**TO BE DONE:** Please rewrite the part of the records that opens at their start and closes with the line containing "<point>725,863</point>", both ends included, multiplying every coordinate in the answers by 0.35 and rounding to whole numbers with halves going up. Keep all other wording unchanged, leave out the pictures, and return only that part.

**DATA PROVIDED:**

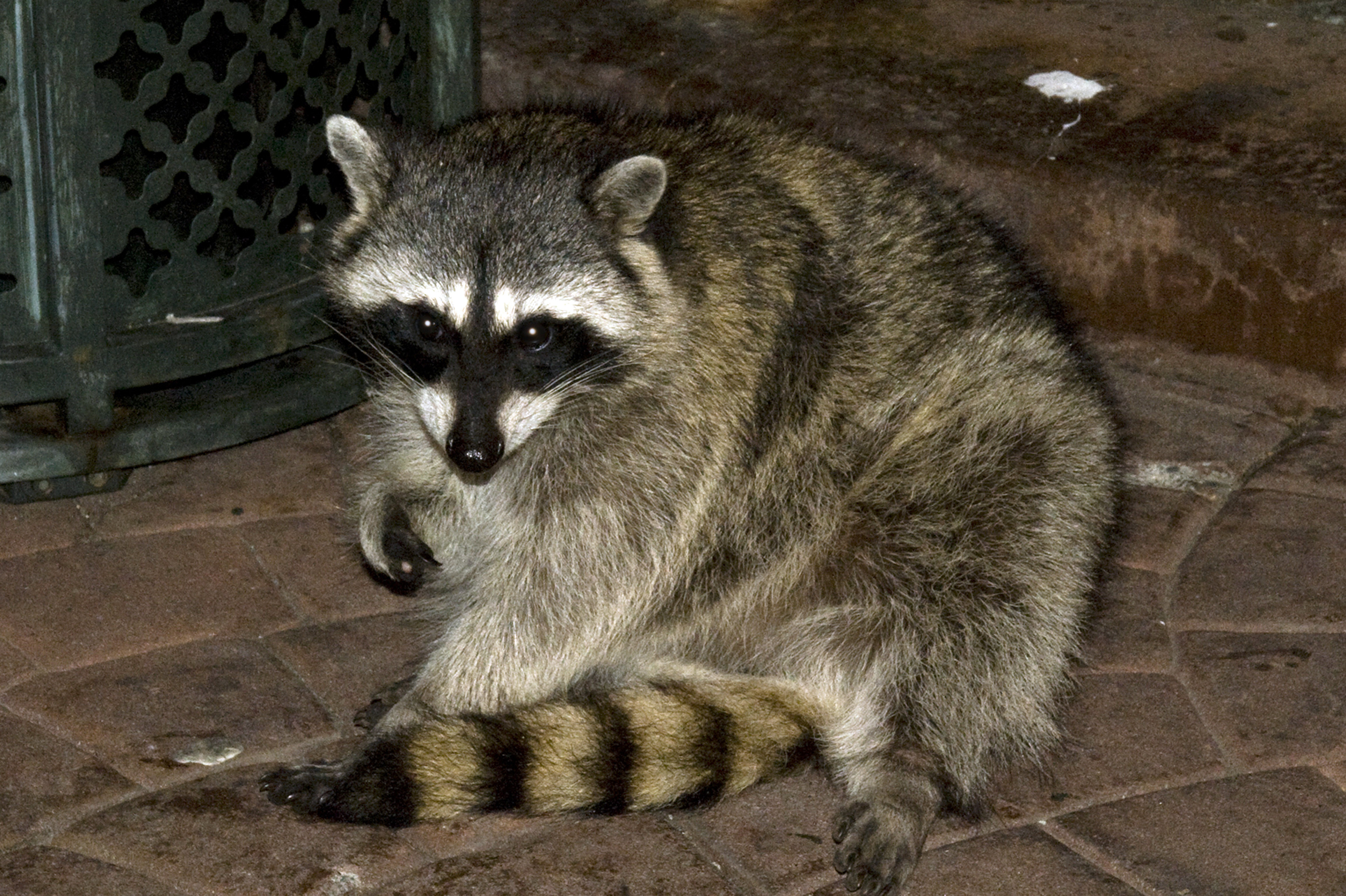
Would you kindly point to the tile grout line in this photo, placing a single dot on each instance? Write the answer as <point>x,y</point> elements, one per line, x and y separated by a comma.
<point>286,595</point>
<point>1099,859</point>
<point>725,863</point>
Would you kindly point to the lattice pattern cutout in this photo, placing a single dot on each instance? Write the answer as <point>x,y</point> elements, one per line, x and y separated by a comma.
<point>220,155</point>
<point>9,279</point>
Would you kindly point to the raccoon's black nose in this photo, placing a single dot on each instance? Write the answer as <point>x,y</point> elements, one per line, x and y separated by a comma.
<point>474,455</point>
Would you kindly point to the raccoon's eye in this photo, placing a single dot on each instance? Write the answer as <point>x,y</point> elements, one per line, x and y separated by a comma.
<point>430,329</point>
<point>534,335</point>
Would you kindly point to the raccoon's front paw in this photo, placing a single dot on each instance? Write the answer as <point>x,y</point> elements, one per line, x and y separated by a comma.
<point>372,788</point>
<point>879,847</point>
<point>408,559</point>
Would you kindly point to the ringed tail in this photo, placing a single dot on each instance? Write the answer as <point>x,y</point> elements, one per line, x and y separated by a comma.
<point>656,745</point>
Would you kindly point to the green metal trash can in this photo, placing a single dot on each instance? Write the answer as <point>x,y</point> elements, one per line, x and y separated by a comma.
<point>163,175</point>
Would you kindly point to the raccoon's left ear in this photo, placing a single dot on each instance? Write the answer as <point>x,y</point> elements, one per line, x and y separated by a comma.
<point>628,193</point>
<point>363,160</point>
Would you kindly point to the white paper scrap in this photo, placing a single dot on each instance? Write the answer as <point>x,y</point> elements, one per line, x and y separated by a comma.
<point>1067,87</point>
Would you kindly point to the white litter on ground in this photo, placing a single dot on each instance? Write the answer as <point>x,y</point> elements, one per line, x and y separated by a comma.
<point>1064,85</point>
<point>208,751</point>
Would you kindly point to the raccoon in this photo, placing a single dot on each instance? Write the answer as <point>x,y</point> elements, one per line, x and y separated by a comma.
<point>714,448</point>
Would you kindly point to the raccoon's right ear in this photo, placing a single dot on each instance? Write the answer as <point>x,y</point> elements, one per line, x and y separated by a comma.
<point>628,193</point>
<point>363,160</point>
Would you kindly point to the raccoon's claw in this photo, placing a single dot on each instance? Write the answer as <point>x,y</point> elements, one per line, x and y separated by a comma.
<point>371,788</point>
<point>878,848</point>
<point>410,559</point>
<point>306,789</point>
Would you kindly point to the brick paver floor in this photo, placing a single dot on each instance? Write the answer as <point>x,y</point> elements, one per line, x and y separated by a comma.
<point>212,610</point>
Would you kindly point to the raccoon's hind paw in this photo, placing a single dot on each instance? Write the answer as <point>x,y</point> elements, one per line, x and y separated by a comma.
<point>374,788</point>
<point>306,789</point>
<point>879,847</point>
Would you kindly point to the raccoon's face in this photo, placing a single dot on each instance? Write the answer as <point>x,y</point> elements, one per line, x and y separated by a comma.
<point>493,311</point>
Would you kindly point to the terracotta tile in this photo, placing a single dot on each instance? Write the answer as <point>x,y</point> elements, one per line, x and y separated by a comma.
<point>492,832</point>
<point>1162,424</point>
<point>1270,699</point>
<point>1158,527</point>
<point>1316,464</point>
<point>286,475</point>
<point>1281,832</point>
<point>317,571</point>
<point>1269,560</point>
<point>1123,732</point>
<point>107,599</point>
<point>1227,380</point>
<point>46,777</point>
<point>1127,632</point>
<point>221,836</point>
<point>628,855</point>
<point>783,829</point>
<point>139,712</point>
<point>42,525</point>
<point>13,662</point>
<point>42,871</point>
<point>1011,863</point>
<point>1336,773</point>
<point>348,662</point>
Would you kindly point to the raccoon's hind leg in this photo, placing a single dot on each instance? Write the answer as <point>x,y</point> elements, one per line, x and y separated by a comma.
<point>672,740</point>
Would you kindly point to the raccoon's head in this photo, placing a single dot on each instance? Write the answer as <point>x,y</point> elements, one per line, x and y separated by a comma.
<point>491,283</point>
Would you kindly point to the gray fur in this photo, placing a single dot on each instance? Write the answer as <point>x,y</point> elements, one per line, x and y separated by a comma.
<point>835,442</point>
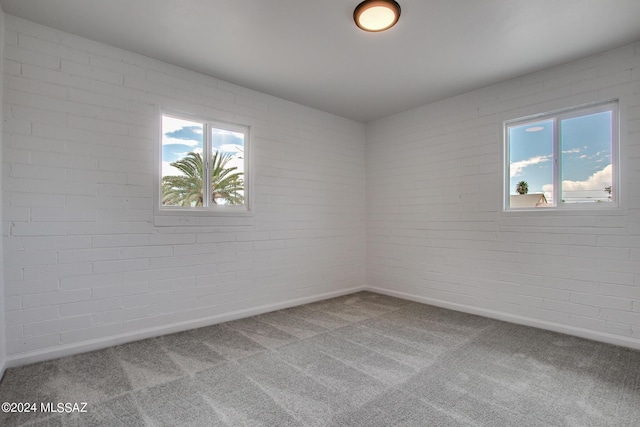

**FINISHED EXERCISE:**
Would you kindly point to the tile grout line in this photo, placing a single dot on each instance? Write the answer as <point>x,y</point> elements, one per line, x and y separated by a comma.
<point>100,208</point>
<point>385,301</point>
<point>254,302</point>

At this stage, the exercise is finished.